I can't state a percentage, but I doubt it is more than 1 or 2% "not working" for our system to function in any given industry. Past that point, it will be noticed, start to get into double digits, it starts to hit localized crisis proportions, mid to high level double digits would of course be general systemic collapse. Sort of a virus Y2K worst case scenario.
Our only other really high mortality rate pandemic incident was way way back, almost a century ago, when we still had more than half the population living on farms that were better able to deal with no outside deliveries of anything. I think it is hovering around 1% now still live on farms, and even now most farms are dependent on outside deliveries of a lot of "stuff". Electricity. This farm here relies on HUGE amounts of electricity, we have backups similar to datacenters, multiple large diesel generators and fuel tanks, good enough for a few days to a week,not nearly enough for months and months though. And we'd still be better off than most places today, which have zero backups for such things as electricity or water and food supplies. Our local little "export economy" would be completely b0rken, but we could still survive (depending on the pandemic and how fast we get medical supplies, no one has pre supplied us yet..I'm the only one here with decent medical supplies, at no small cost to meselfs..)
The collective societal "we" have no current scale of reference beyond incidents like Katrina, and that was mild compared to a national pandemic that comes in waves for months. A pandemic doesn't necessarily destroy infrastructure like a hurricane, but once you start removing a lot of humans from control of the infrastructure, the results are the same as if it was destroyed. (anyone chime in with an example, how many people lost at your shop, or no electricity or water or just very intermittent supplies before you just shut down?) And if it is widespread, north to south, east to west, across ther board, every place, you can start to guess what cost the JIT system really is in an emergency. It pretty much all has to work, or it just won't, or it gets rather dicey, put it like that.

* INFORMATION GIVEN
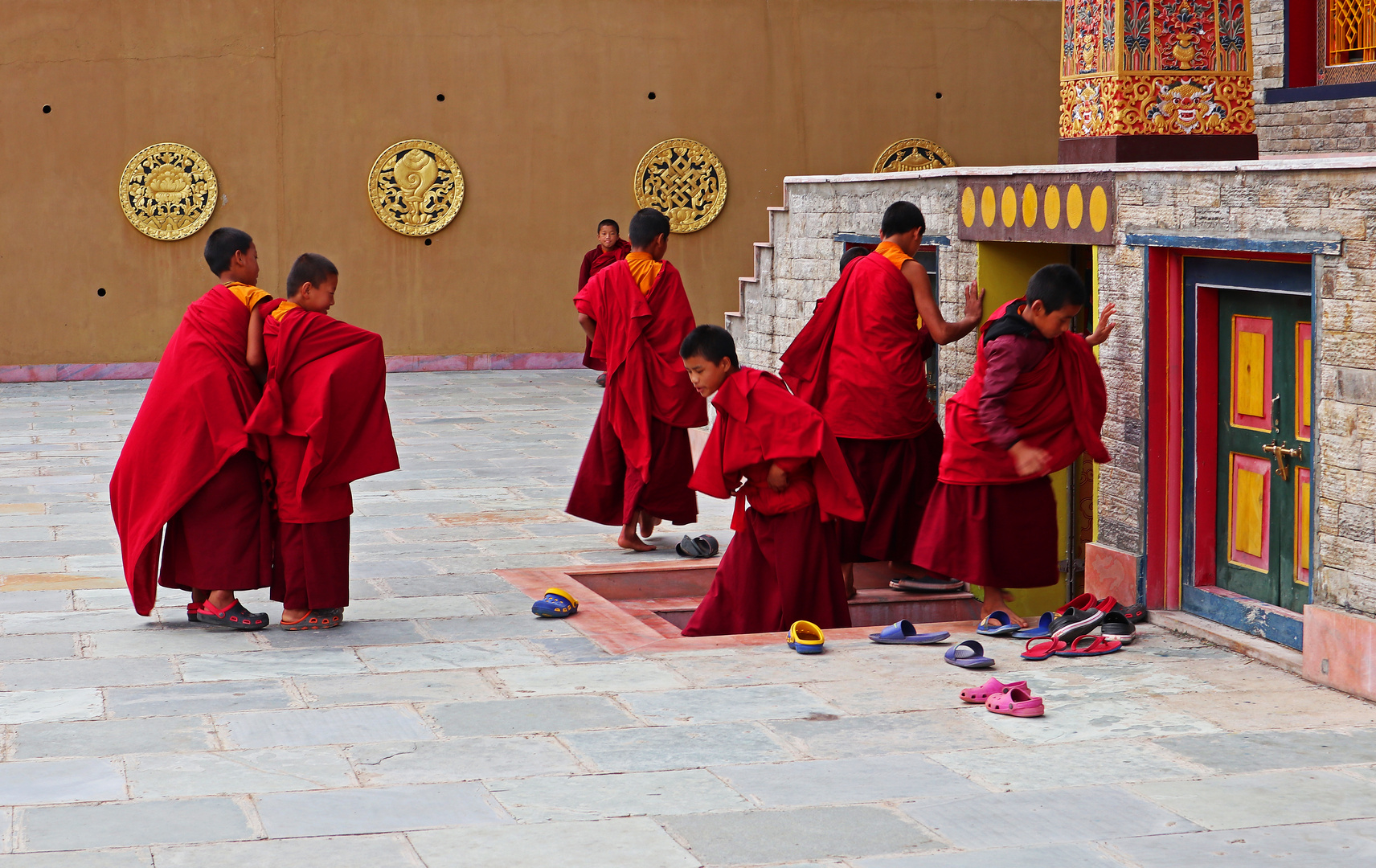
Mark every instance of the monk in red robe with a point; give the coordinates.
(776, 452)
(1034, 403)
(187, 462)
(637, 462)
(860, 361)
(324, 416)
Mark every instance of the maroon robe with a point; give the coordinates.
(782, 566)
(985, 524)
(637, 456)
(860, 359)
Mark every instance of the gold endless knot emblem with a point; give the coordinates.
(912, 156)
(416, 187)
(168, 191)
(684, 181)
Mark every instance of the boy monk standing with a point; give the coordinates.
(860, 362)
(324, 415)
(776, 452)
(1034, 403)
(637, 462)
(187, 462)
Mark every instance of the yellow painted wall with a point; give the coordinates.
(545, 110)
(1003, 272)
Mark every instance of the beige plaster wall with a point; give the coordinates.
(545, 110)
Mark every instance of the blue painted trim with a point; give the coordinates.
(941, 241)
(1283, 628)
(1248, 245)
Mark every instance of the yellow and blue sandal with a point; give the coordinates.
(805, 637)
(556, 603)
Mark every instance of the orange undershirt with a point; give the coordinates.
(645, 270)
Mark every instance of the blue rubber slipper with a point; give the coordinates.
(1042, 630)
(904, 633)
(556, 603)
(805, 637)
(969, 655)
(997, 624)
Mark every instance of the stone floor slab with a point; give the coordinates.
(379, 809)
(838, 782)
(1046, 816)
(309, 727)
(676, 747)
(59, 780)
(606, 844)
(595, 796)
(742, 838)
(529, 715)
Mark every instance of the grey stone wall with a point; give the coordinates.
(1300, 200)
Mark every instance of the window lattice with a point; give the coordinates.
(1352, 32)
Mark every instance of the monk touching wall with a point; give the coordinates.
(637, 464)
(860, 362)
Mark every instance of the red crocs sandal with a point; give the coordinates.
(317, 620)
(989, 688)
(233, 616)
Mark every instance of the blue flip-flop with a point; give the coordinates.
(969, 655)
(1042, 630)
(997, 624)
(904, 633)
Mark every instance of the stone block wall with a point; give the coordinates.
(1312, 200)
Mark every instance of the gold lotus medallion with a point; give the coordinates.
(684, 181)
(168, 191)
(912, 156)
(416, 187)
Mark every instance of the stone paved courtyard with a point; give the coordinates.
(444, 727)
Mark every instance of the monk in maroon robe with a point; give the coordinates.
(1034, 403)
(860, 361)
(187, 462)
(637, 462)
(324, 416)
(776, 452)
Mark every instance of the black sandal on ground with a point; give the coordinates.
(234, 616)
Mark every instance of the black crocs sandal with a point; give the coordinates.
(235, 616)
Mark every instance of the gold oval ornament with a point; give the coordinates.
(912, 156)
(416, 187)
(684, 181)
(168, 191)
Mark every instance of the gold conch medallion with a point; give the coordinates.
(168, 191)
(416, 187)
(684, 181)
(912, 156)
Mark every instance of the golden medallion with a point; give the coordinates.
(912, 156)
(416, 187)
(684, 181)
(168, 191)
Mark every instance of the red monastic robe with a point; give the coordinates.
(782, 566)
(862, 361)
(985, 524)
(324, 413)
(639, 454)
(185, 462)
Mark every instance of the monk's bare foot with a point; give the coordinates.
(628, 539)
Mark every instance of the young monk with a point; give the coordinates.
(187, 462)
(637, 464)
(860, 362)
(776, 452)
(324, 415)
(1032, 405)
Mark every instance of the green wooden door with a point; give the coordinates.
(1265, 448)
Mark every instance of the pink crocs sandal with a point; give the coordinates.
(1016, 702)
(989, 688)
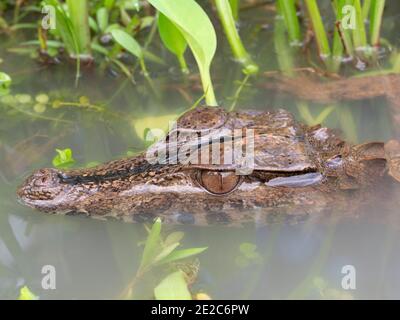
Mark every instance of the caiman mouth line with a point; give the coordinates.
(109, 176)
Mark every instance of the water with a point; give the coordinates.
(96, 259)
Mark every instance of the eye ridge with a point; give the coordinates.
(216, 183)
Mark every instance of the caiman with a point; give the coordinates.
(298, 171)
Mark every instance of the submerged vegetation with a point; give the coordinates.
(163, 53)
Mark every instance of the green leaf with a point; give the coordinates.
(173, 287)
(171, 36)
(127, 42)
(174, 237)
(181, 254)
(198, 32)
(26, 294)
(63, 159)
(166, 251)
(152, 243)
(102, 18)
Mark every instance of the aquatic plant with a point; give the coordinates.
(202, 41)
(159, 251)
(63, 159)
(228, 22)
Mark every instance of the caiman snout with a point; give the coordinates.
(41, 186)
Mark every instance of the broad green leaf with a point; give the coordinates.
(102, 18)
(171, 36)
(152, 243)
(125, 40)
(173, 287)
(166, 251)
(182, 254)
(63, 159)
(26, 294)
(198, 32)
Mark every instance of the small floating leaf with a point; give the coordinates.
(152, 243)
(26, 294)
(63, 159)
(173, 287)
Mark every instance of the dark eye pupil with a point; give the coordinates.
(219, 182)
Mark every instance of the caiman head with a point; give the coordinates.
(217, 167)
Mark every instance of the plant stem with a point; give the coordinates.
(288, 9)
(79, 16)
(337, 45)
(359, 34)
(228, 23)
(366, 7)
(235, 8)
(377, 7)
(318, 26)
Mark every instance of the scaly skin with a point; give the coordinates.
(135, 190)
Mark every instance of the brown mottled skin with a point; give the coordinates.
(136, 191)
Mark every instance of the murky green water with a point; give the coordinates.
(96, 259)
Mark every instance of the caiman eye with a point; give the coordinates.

* WHAT IS NEEDED
In the text on pandemic risk, rewrite the passage from "The collective societal" up to and including "it like that.", substituting "flood" for "hurricane". The rows come from a different source than the text.

* SOLUTION TO THE PROBLEM
The collective societal "we" have no current scale of reference beyond incidents like Katrina, and that was mild compared to a national pandemic that comes in waves for months. A pandemic doesn't necessarily destroy infrastructure like a flood, but once you start removing a lot of humans from control of the infrastructure, the results are the same as if it was destroyed. (anyone chime in with an example, how many people lost at your shop, or no electricity or water or just very intermittent supplies before you just shut down?) And if it is widespread, north to south, east to west, across ther board, every place, you can start to guess what cost the JIT system really is in an emergency. It pretty much all has to work, or it just won't, or it gets rather dicey, put it like that.